» Exercise details: Return every one of the entries below word for word, without any alteration.

» Provided material:

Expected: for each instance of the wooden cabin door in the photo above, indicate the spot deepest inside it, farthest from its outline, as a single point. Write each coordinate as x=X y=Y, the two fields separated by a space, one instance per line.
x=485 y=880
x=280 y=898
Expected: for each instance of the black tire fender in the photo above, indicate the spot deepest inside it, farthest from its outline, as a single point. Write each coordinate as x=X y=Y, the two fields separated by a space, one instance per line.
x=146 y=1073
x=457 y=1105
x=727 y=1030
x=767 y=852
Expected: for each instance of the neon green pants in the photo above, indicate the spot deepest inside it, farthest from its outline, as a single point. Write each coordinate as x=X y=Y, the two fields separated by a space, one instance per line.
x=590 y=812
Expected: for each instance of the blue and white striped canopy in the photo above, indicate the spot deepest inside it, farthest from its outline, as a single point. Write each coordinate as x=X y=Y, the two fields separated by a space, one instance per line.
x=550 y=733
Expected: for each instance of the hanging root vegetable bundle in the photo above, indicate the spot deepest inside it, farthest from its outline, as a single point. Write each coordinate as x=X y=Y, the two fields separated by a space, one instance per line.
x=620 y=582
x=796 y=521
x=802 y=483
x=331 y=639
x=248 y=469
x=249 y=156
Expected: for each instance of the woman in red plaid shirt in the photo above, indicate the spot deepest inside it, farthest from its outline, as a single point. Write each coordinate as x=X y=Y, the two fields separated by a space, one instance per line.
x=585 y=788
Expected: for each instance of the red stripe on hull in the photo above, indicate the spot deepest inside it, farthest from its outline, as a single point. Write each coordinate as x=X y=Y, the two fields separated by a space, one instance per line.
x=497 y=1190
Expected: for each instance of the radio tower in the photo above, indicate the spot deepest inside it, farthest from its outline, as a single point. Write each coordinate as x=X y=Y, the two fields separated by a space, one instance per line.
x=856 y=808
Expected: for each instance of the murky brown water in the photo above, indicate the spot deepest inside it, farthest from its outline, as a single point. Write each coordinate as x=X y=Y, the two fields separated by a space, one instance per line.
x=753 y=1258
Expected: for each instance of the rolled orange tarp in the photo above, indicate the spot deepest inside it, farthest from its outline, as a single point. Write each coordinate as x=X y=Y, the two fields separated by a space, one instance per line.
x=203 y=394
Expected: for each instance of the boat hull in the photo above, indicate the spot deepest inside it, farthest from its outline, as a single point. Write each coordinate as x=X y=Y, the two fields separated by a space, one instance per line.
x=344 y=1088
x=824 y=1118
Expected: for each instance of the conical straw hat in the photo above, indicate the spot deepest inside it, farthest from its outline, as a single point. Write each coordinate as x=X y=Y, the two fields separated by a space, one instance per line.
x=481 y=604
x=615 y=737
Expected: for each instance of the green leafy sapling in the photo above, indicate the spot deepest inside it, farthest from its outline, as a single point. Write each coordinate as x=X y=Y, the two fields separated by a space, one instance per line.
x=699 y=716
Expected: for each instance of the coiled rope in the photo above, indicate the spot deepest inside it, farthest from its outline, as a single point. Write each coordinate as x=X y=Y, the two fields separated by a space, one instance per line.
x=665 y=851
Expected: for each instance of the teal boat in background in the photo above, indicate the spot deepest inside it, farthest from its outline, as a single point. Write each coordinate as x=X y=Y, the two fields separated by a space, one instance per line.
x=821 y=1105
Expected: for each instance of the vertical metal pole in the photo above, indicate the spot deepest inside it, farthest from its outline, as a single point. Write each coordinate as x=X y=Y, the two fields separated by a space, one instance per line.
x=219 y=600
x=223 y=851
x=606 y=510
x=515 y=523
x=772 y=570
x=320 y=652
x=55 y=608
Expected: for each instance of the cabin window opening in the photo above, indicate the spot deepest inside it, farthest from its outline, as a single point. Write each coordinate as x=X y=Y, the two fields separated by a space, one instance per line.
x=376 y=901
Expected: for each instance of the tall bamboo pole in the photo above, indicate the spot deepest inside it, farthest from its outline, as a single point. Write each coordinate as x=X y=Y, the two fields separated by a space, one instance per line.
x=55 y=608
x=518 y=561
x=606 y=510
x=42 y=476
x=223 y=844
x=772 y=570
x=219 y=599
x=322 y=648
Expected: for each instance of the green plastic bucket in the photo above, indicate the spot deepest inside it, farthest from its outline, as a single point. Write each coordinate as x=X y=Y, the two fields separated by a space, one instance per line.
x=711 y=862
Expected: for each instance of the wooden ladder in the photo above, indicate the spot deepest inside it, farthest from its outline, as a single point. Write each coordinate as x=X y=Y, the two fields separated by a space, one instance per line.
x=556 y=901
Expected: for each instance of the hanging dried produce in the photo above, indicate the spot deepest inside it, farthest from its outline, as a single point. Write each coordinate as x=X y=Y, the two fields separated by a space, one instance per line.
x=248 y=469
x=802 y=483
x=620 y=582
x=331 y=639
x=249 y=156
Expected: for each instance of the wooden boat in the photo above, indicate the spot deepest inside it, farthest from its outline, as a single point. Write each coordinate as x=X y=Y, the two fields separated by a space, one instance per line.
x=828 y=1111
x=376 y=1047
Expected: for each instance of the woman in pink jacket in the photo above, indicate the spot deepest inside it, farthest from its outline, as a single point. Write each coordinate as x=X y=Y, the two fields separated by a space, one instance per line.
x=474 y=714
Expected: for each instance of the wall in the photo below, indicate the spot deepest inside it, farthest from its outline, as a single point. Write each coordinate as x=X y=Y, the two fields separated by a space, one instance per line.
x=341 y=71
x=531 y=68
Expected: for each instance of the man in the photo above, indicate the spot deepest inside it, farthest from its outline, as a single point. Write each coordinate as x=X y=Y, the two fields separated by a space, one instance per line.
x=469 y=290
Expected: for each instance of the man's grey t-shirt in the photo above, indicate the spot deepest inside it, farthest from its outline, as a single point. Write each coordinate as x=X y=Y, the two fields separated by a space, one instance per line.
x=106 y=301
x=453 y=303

» Problem solution:
Expected: for each instance of the wooden cabin door in the photo above, indicate the spot deepest inside it, farthest from its outline, as a single point. Write each coordinate as x=X y=Y, the two fields separated by a space, one instance per line.
x=485 y=880
x=280 y=898
Expected: for each instance of the black tire fender in the photo above, indicate the spot deepest inside it, farthest from its outline, as a single point. Write each coordinate as x=X y=Y, the two fields separated by a space, one instance per line.
x=146 y=1073
x=457 y=1105
x=727 y=1030
x=767 y=852
Expected: for each instance of the neon green pants in the photo above, indicate the spot deepest inside it, farthest from its outline, as a single point. Write each coordinate as x=X y=Y, the two fields separated by a space, one instance per line.
x=590 y=812
Expected: for each instance of the blue and white striped canopy in the photo above, indicate the spot deepest inside it, farthest from its outline, as a single point. Write each coordinate as x=X y=Y, the two fields separated by a space, one instance per line.
x=550 y=733
Expected: for each instance of the hanging root vegetable bundle in the photo above, indicate the spot deepest inside it, farthest from its outline, as a single point. Write each coordinate as x=X y=Y, the two fields separated by a space, one instance per line.
x=620 y=582
x=796 y=521
x=802 y=483
x=331 y=639
x=248 y=469
x=249 y=156
Expected: for each instance of the woman in red plaid shirt in the photo above, indicate the spot deepest inside it, farthest from its outline, as a single point. Write each coordinate as x=X y=Y, the two fields separated by a space, one instance per line.
x=585 y=788
Expected: for each instance of the red stripe on hull in the photo above, indicate the spot deepest inside it, farthest from its outline, as a single point. Write each coordinate as x=X y=Y, the two fields separated by a space, one instance per line.
x=497 y=1190
Expected: for each instance of the radio tower in the photo above, indicate the spot deepest inside it, farthest from its outline, as a single point. Write each coordinate as x=X y=Y, the two fields separated by a space, one instance per line.
x=856 y=808
Expected: for each instance of the murky brown water in the photo above, indicate the spot deepest inside it, farthest from its outline, as a single point. Write each coordinate as x=X y=Y, the two fields separated by a space, one instance per line.
x=753 y=1258
Expected: for each instance of the rolled orange tarp in the photo above, indicate the spot deepest inside it, farthest from its outline, as a single point. Write each coordinate as x=X y=Y, the two fields separated by a space, one instance per line.
x=203 y=394
Expected: for each instance of the boat hull in the photo above, indicate the spot deepest inside it, farthest from its outline, as a single point. Write each coordinate as x=X y=Y, the two fields separated by a space, one instance per line.
x=344 y=1088
x=824 y=1118
Expected: for each instance of the conical straw hat in the photo above, indicate the spot deepest inside it, farthest from its outline, as a single point. Write each coordinate as x=X y=Y, the two fields separated by a space, one instance per line.
x=481 y=604
x=615 y=737
Expected: for each instance of the green leafy sapling in the photo above, indicate the spot deepest inside it, farthest from its outline, as a single point. Write each coordinate as x=X y=Y, the two fields separated by a space, one instance per line.
x=699 y=716
Expected: for each instance of the coiled rope in the photo above, indicate the spot deepest inside it, farthest from its outline, as a single point. Write each coordinate as x=X y=Y, the two fields separated by a space, one instance per line.
x=665 y=851
Expected: for each instance of the teal boat in background in the photo above, indicate the spot deepest inside it, farthest from its outline, as a single point. Write each coordinate as x=X y=Y, the two fields separated by a space, one instance per line.
x=821 y=1105
Expected: for each instance of the vertical metal pole in the photo above, indicate the spot deepest inside it, farthest from its outline, as a single point. Write each coordinate as x=X y=Y, the two fields separated by a space, one instance per line.
x=219 y=600
x=223 y=851
x=606 y=510
x=515 y=523
x=772 y=570
x=320 y=652
x=55 y=608
Expected: for each instance of the cabin window opening in the photo above, indicate the spot deepest inside it, farthest from its outline, as a single point. Write each coordinate as x=X y=Y, the two fields separated by a space, one instance per line.
x=376 y=901
Expected: for each instance of the tall bamboo pole in the photo above, indicate the spot deepest inside it, farthest from its outline, as a single point. Write each coordinate as x=X y=Y, the two fields separated by a space, one instance per line.
x=55 y=608
x=518 y=561
x=606 y=510
x=42 y=476
x=223 y=844
x=772 y=570
x=219 y=599
x=322 y=648
Expected: for each instance of the green plastic bucket in the photo above, indicate the spot deepest inside it, farthest from its outline, as a single point. Write each coordinate as x=X y=Y, the two fields separated by a space, one instance per line.
x=711 y=862
Expected: for each instance of the wooden ladder in the photo above, indicate the spot deepest inside it, farthest from its outline, as a single point. Write each coordinate as x=X y=Y, the two fields separated by a space, one instance per line.
x=556 y=901
Expected: for each instance of the hanging dried produce in the photo above, indicate the spot deepest inside it, farthest from its outline, as a single point. Write each coordinate as x=X y=Y, the two fields separated by a space, one instance per line.
x=248 y=469
x=802 y=483
x=620 y=582
x=331 y=639
x=249 y=156
Expected: for each instance of the wooden boat in the photo above, indicate the spot deepest inside it, farthest from its outline, as a single point. Write each coordinate as x=X y=Y, the two fields separated by a space, one instance per line.
x=828 y=1111
x=376 y=1047
Expected: for each instance of the woman in pink jacket in the photo above, indicate the spot deepest inside it, farthest from its outline, as a single point. Write each coordinate as x=X y=Y, the two fields separated by a space, one instance per line.
x=474 y=714
Expected: for each instance of the wall in the photo below, indicate the spot deepest inside it, farthest from its outline, as a single point. Write each coordinate as x=X y=Y, the two fields separated by a space, one instance per line.
x=341 y=71
x=531 y=68
Expected: for each instance of the man in the photo above, indicate the spot deepest inside it, farthest from its outline, as a single point. Write each coordinate as x=X y=Y, the two fields separated by a space, one instance per line.
x=469 y=290
Expected: for each instance of the man's grey t-shirt in the photo above, indicate the spot deepest inside it, farthest from its outline, as a single point. Write each coordinate as x=X y=Y, the two fields separated by a space, one instance per line.
x=106 y=301
x=453 y=303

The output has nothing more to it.